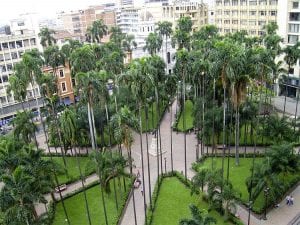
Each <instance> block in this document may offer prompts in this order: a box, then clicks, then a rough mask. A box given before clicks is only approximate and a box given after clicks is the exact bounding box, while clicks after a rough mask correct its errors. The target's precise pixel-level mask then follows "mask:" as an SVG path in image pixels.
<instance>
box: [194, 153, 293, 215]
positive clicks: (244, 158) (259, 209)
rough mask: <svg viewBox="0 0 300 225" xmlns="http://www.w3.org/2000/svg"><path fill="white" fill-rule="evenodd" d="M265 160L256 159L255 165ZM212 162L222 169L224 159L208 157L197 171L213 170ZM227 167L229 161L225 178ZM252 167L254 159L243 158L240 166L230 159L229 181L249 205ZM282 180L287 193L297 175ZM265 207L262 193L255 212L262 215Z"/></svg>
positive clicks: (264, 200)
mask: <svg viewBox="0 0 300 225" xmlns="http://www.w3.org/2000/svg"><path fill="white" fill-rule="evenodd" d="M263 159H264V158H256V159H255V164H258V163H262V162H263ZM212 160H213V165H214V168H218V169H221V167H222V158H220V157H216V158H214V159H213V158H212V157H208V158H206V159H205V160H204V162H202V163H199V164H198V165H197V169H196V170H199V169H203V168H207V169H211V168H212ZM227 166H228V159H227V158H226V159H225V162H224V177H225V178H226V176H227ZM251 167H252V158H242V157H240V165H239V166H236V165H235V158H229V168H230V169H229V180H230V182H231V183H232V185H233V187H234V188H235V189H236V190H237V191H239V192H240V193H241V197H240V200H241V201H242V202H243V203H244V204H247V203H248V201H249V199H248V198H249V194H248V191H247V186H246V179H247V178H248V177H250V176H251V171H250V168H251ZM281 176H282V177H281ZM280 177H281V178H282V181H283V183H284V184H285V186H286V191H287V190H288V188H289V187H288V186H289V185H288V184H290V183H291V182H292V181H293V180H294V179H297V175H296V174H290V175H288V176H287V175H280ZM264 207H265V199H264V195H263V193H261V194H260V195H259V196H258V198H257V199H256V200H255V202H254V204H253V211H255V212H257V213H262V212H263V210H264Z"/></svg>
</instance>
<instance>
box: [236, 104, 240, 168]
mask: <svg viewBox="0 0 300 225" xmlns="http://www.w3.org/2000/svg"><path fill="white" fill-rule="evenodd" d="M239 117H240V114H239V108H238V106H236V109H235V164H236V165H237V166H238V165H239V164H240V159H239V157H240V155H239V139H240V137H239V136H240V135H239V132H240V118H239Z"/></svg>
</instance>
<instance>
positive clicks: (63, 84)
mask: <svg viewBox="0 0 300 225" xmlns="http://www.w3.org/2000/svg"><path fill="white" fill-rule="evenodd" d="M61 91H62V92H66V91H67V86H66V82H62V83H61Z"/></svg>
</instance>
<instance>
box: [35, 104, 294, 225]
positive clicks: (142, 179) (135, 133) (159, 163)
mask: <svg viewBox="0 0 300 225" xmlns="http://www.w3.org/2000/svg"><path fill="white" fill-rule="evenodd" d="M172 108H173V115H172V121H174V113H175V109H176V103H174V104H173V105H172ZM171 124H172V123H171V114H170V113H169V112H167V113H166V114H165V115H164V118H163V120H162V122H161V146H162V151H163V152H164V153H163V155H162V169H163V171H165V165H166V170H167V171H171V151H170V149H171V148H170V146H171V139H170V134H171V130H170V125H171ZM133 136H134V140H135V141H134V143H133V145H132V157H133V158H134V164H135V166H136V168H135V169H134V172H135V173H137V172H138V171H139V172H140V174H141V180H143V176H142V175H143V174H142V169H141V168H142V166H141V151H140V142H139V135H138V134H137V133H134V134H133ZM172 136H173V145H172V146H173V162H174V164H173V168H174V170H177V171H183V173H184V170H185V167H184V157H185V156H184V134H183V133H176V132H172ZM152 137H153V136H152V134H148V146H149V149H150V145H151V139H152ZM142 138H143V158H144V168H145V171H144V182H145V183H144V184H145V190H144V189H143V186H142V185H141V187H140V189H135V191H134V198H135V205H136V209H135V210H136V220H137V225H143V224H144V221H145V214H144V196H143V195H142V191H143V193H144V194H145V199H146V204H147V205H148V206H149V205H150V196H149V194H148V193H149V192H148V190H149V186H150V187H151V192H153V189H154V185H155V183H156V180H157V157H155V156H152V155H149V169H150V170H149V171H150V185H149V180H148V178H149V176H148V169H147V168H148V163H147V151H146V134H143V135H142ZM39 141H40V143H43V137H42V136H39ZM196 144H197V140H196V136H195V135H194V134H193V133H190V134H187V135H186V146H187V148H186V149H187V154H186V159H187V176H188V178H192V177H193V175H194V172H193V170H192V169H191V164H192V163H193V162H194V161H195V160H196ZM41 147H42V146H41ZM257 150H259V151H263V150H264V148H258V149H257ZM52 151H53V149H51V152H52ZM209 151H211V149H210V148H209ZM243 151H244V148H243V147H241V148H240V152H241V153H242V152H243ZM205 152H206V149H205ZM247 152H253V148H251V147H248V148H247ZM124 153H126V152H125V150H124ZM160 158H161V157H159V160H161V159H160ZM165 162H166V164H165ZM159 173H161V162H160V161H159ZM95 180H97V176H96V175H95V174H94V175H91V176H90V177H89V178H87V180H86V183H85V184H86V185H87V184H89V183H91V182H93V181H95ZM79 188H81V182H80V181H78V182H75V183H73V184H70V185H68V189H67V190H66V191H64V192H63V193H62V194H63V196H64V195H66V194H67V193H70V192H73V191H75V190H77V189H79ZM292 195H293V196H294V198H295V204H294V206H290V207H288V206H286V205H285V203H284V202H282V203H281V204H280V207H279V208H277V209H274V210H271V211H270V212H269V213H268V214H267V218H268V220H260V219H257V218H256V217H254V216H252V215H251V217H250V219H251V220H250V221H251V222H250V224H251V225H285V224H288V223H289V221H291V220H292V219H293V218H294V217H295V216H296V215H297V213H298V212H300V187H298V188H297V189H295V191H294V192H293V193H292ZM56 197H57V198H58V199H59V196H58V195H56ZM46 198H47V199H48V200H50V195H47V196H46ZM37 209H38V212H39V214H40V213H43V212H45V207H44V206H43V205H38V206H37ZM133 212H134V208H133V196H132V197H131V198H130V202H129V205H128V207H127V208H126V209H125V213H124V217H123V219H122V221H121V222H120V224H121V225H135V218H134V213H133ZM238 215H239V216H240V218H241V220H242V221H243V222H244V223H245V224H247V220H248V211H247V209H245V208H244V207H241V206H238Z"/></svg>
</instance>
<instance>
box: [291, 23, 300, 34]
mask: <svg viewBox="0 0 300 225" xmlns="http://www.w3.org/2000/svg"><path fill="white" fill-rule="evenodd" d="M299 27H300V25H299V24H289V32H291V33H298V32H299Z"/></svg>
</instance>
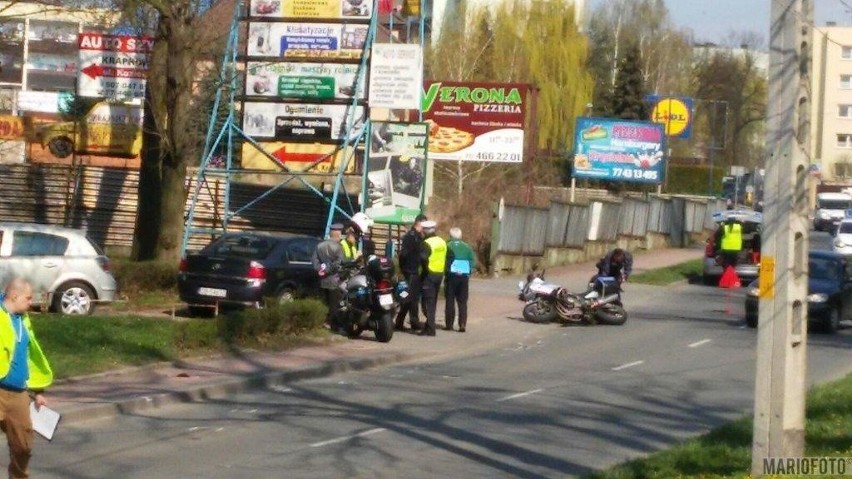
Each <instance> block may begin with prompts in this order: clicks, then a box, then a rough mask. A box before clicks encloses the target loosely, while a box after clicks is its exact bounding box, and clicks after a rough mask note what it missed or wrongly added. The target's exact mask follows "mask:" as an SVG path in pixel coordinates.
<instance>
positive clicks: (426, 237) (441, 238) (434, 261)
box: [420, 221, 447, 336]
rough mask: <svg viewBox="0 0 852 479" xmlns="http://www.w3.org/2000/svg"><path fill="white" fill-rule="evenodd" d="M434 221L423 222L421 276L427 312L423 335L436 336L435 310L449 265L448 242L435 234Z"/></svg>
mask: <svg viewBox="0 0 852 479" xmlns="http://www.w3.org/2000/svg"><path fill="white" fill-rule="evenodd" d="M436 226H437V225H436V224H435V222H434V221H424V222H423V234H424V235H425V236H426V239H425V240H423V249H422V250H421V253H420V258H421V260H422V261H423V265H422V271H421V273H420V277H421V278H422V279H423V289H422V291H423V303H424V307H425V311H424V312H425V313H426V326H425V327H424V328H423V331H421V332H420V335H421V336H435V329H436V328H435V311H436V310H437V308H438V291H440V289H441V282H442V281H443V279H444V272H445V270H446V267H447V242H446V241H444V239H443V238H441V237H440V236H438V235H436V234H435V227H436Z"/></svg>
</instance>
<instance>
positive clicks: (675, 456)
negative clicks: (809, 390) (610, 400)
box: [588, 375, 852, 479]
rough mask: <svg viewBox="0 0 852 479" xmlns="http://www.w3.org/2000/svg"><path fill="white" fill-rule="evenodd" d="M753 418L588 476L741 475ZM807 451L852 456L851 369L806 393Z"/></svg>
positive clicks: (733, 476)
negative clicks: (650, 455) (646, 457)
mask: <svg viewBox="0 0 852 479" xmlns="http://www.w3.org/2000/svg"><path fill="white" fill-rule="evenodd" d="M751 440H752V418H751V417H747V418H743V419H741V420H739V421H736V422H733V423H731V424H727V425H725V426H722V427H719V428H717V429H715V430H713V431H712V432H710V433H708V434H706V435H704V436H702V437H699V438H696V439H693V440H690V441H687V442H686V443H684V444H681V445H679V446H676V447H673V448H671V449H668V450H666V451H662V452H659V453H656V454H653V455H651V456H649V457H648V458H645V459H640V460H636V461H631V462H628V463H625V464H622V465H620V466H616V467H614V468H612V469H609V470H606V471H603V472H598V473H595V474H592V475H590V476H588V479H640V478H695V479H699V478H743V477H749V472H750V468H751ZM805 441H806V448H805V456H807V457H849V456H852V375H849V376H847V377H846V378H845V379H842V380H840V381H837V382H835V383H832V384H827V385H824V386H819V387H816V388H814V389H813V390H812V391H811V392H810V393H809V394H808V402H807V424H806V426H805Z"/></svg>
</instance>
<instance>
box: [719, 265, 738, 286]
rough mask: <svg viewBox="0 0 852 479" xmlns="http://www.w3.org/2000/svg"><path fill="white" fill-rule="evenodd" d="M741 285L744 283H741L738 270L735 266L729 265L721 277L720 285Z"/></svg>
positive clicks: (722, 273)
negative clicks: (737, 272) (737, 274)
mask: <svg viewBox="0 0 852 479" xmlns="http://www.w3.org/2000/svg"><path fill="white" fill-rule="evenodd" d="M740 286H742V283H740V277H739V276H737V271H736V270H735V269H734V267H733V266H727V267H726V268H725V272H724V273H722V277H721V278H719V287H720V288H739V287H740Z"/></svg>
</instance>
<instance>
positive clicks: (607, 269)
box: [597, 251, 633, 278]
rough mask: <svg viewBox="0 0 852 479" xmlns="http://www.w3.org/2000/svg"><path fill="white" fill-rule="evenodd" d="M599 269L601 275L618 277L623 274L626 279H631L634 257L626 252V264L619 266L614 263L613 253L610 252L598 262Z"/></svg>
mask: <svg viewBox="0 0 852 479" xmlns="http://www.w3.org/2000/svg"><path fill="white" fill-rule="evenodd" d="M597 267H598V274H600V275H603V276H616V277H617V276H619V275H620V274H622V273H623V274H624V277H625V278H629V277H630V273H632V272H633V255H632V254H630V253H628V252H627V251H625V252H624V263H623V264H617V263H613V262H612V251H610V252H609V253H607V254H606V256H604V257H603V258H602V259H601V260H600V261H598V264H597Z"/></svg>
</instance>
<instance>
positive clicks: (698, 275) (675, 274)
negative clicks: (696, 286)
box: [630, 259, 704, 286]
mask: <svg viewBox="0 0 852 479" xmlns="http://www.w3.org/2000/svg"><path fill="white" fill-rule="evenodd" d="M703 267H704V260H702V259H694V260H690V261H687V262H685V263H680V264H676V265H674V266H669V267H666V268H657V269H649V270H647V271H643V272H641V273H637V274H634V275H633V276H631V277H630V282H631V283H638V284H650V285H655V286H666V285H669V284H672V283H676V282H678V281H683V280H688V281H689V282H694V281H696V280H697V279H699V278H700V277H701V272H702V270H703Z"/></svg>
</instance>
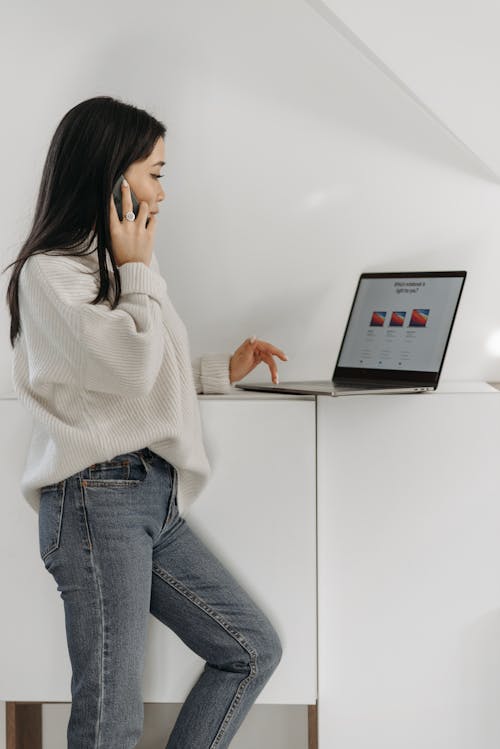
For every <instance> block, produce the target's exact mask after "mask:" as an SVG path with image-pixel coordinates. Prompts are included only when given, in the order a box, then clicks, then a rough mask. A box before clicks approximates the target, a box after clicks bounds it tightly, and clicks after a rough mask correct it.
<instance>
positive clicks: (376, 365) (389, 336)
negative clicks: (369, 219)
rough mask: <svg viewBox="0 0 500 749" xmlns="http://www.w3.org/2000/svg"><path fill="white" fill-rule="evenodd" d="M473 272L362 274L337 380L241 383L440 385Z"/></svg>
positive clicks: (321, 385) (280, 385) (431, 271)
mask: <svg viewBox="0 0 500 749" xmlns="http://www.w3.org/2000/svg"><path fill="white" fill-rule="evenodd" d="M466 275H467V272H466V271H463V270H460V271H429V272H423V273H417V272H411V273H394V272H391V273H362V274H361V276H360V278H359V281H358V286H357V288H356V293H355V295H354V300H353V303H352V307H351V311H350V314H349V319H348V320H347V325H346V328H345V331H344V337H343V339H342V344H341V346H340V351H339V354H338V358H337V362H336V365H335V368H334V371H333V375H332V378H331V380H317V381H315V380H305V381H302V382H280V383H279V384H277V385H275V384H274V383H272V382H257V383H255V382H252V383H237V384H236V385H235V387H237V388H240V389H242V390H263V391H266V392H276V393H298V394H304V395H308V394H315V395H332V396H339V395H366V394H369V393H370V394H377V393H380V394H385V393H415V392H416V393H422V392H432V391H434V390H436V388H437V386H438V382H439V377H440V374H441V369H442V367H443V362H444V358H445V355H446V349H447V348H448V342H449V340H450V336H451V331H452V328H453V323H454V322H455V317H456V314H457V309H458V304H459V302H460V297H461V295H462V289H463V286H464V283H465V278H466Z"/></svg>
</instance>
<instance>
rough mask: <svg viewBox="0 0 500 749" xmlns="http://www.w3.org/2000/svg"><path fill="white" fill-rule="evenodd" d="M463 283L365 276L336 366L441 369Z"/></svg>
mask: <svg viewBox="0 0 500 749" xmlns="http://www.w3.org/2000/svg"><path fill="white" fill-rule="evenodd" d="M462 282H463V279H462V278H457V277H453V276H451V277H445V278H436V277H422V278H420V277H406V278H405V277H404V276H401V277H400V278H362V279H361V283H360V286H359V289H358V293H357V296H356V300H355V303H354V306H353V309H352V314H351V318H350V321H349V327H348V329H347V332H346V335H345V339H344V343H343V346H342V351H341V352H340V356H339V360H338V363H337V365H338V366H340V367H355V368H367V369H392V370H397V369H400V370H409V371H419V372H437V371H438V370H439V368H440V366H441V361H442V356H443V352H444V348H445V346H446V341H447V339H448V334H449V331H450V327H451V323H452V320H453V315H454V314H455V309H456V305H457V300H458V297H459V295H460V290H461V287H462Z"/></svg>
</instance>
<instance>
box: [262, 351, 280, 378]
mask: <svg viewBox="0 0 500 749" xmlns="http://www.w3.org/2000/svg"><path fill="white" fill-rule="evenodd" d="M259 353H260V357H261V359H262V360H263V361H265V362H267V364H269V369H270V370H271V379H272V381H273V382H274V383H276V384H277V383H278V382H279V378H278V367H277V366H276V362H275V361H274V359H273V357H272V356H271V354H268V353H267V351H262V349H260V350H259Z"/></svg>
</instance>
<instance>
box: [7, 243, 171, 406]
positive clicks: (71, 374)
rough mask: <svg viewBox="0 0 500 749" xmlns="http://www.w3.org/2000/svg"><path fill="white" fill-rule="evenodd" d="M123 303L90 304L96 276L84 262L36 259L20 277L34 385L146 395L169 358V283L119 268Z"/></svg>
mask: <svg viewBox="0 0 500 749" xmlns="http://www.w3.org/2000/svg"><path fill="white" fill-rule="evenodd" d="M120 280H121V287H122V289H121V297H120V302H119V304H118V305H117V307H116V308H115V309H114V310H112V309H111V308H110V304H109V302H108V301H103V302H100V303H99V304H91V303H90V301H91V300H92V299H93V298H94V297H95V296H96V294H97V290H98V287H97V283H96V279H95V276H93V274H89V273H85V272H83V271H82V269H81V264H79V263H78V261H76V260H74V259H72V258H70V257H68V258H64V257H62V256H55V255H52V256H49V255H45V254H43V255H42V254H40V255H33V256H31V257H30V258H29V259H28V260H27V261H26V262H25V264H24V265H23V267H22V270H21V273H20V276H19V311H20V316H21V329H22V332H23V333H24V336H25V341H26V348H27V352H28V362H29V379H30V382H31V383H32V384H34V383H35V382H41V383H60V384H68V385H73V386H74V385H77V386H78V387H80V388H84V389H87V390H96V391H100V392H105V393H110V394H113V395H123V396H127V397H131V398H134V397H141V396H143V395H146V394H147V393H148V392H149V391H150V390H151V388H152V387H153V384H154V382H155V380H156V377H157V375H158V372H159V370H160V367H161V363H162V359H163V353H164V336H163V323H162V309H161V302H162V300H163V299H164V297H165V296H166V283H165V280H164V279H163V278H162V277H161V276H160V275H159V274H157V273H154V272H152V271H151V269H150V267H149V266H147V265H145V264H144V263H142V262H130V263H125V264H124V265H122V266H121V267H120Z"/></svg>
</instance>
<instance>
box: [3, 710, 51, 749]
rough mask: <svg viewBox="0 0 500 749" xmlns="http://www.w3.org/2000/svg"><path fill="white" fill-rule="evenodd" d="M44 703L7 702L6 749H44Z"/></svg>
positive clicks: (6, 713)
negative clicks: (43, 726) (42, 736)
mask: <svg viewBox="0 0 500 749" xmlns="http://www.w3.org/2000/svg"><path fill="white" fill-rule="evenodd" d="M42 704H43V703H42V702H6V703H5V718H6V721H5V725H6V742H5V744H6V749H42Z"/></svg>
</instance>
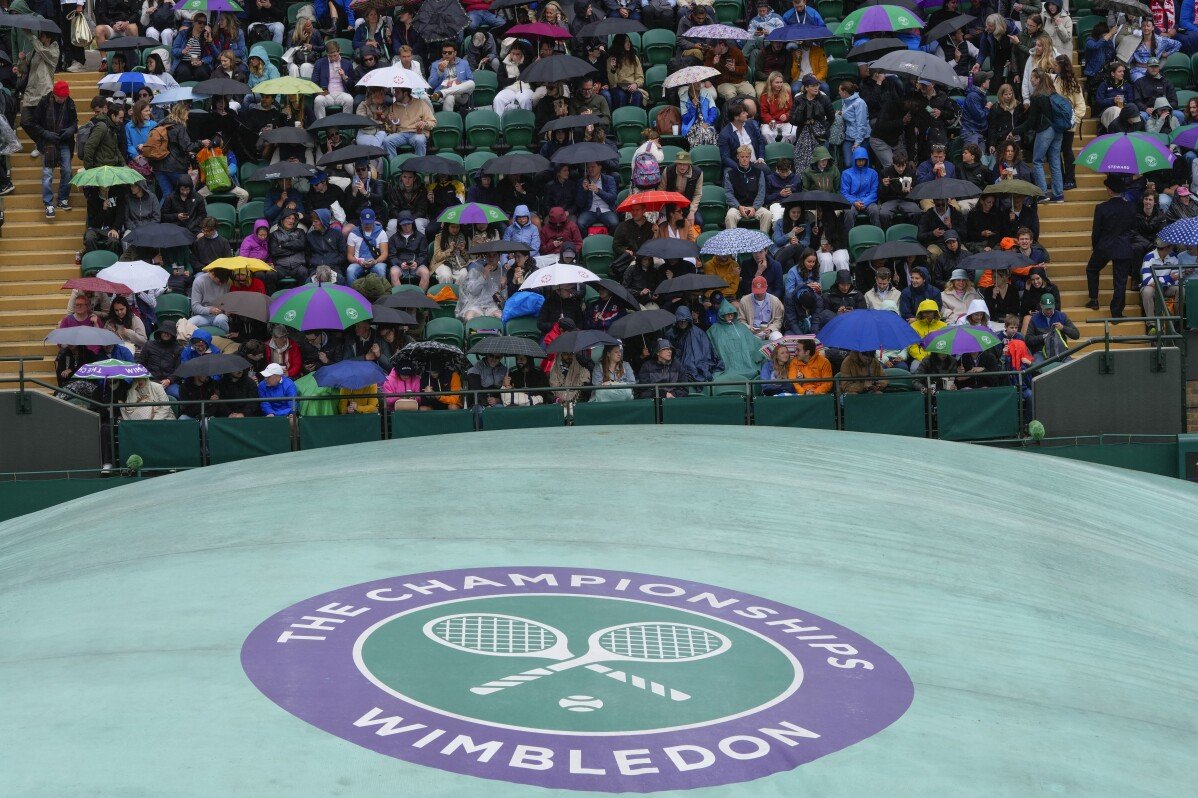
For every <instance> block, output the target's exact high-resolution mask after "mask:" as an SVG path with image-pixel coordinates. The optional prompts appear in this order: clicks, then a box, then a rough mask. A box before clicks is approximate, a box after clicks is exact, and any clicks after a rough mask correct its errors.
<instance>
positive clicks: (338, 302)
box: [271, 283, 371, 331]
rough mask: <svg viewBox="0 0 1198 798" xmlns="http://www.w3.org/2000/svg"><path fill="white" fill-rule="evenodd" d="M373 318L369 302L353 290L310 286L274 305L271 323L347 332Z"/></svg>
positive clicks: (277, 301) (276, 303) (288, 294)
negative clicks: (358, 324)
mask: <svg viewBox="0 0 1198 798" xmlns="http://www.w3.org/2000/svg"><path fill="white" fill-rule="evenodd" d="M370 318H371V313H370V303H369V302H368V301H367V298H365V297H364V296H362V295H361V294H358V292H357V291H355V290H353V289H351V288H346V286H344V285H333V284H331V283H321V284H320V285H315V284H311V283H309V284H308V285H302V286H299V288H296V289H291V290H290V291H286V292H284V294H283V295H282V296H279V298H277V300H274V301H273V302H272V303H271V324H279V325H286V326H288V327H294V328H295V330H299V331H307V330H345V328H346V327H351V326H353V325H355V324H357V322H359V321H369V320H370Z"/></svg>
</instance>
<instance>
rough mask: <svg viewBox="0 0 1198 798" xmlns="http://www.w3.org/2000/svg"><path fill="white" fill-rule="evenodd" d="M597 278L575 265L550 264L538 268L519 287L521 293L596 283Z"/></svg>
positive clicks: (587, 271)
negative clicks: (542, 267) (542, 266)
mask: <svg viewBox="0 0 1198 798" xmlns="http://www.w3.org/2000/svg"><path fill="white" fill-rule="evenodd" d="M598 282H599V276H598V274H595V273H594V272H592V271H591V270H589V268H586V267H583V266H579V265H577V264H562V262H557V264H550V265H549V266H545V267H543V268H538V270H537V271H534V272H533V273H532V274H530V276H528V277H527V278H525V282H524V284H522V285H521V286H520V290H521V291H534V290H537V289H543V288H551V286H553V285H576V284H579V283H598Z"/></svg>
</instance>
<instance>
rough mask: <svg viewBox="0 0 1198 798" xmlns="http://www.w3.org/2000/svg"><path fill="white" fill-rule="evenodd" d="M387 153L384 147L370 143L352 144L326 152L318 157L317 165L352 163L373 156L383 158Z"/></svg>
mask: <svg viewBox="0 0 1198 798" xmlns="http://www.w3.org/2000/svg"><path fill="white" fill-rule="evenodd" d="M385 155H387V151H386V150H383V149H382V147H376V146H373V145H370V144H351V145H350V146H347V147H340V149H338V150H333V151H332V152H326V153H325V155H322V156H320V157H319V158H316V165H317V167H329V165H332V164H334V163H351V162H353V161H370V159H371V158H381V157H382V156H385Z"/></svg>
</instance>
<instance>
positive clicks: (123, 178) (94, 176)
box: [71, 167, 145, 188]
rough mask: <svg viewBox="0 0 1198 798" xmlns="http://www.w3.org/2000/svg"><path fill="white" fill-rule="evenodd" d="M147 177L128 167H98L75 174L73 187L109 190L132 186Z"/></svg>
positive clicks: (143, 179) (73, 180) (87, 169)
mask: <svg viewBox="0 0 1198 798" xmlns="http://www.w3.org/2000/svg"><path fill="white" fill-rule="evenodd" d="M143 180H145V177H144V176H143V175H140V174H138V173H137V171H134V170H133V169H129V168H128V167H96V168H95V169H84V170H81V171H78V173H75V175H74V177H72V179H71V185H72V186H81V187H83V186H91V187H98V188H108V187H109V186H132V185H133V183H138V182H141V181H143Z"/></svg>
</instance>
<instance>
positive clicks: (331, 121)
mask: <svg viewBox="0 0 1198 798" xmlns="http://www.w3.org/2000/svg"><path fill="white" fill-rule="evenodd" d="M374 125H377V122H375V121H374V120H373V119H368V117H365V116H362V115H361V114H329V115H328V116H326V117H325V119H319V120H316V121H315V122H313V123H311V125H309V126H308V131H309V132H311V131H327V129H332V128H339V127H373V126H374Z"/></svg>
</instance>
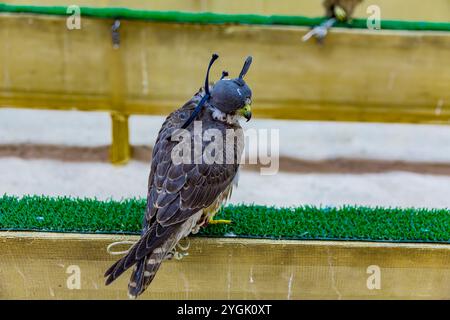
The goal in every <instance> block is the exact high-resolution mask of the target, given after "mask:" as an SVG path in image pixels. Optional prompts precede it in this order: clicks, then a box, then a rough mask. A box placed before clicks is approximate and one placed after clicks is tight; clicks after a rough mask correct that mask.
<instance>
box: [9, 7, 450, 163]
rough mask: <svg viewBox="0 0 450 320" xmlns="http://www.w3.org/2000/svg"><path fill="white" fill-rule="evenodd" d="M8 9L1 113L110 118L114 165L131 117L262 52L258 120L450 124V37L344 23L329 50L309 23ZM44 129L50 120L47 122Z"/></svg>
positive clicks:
=======
What to do - Copy each line of the entries in which the string "while" is found.

Solution -
Each <instance> block in this document may offer prompts in this order: a box, then clicks, then a rough mask. A box given before clicks is only approximate and a box given after clicks is the exact bounding box, while clicks after a rough mask correct its errors. The target's precise pixel-level mask then follows "mask:" as an SVG path in image pixels.
Each <instance> block may begin with prompts in this order: clicks, then a box, then a rough mask. A box before clicks encloses the target loosely, while a box after clicks is its exact bounding box, and clicks after a rough mask note what it missed or wrongly added. The target's exact mask follows "mask:" as an SVG path in pixel coordinates.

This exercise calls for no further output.